[Opening Available records section]

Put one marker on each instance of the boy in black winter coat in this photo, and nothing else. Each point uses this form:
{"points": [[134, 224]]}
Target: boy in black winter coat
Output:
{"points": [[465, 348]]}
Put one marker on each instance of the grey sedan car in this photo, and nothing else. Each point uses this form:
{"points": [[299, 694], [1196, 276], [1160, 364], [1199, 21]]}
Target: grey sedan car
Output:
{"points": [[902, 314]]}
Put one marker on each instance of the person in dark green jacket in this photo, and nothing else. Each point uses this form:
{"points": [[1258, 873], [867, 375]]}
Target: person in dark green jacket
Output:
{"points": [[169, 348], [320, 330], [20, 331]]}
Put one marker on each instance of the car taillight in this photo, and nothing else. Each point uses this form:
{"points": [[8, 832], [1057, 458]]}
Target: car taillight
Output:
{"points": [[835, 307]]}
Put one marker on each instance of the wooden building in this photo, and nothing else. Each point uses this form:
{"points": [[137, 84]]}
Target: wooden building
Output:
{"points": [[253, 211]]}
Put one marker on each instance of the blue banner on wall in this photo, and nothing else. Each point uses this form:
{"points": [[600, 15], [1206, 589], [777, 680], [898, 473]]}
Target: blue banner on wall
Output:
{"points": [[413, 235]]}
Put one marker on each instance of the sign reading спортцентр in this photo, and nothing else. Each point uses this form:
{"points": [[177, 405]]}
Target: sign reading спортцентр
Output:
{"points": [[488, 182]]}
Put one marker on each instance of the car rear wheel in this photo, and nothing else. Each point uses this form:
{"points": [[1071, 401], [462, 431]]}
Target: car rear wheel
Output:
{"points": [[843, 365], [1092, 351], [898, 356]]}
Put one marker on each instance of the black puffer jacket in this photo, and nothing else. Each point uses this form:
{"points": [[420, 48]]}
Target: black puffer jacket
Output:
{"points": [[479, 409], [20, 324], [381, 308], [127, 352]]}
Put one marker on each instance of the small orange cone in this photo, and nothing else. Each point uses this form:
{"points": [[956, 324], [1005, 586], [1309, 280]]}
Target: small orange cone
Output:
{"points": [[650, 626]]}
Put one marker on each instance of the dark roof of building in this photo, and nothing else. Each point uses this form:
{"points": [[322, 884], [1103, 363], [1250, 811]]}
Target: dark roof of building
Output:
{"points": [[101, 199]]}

[Closing Available records section]

- Exercise brief
Retype the entries word for word.

- Written response
Put one marker on each instance of the boy in black winter coat in this photo, and nothing else. Each point uses this form:
{"points": [[134, 224]]}
Target: boy in black winter coat
Output:
{"points": [[465, 348]]}
Put one marker on each instance of the grey sedan car in this photo, and nothing else. Each point uses this form:
{"points": [[299, 694], [1196, 276], [1160, 364], [1199, 21]]}
Target: grey sedan car
Output:
{"points": [[902, 314]]}
Put one marker on each instance of the person in dark green jacket in this photo, and nothing else. Each point uses this form:
{"points": [[1258, 873], [867, 375]]}
Target: person in dark green jacket
Output:
{"points": [[169, 348], [320, 330], [20, 331]]}
Put one marker on each instance of the car taillight in this photo, and nothing else. Each point uses this form:
{"points": [[8, 832], [1057, 458]]}
Target: car taillight
Output:
{"points": [[835, 307]]}
Put one marker on each instance of the wooden building in this photo, and nothing else. Each point uses this form:
{"points": [[137, 84]]}
Target: wooden building
Output:
{"points": [[253, 211]]}
Put one marker on each instance of the blue banner on wall in this photo, and nothing else. Each point uses this form:
{"points": [[600, 15], [1206, 589], [777, 680], [898, 473]]}
Target: blue banner on wall
Output:
{"points": [[413, 235]]}
Put one marker on each instance of the sign reading спортцентр in this photo, and nothing else. Each point uses this form:
{"points": [[177, 405]]}
Target: sign reading спортцентр
Output:
{"points": [[488, 182]]}
Put one marker on each instance of the car rear wheel in this photo, and nothing else. Each point uses this form:
{"points": [[1071, 401], [462, 431]]}
Target: car rear wheel
Output:
{"points": [[843, 365], [1092, 351], [898, 356]]}
Put one marker on each instance of the black puffer jacket in this photo, and nothing else. Each point uses this form:
{"points": [[420, 48]]}
Target: black puffer jacket
Output:
{"points": [[479, 409], [20, 324], [381, 308], [127, 352]]}
Put one marker on each instance of the small orange cone in this photo, and nothing else. Each point uses this form:
{"points": [[956, 324], [1005, 586], [1309, 280]]}
Target: small orange cone
Output:
{"points": [[650, 626]]}
Put one marker on each instance of the dark roof of building in this photo, and nothing else. Each point uses this form:
{"points": [[322, 884], [1103, 363], [1250, 811]]}
Target: dark roof of building
Output:
{"points": [[101, 199]]}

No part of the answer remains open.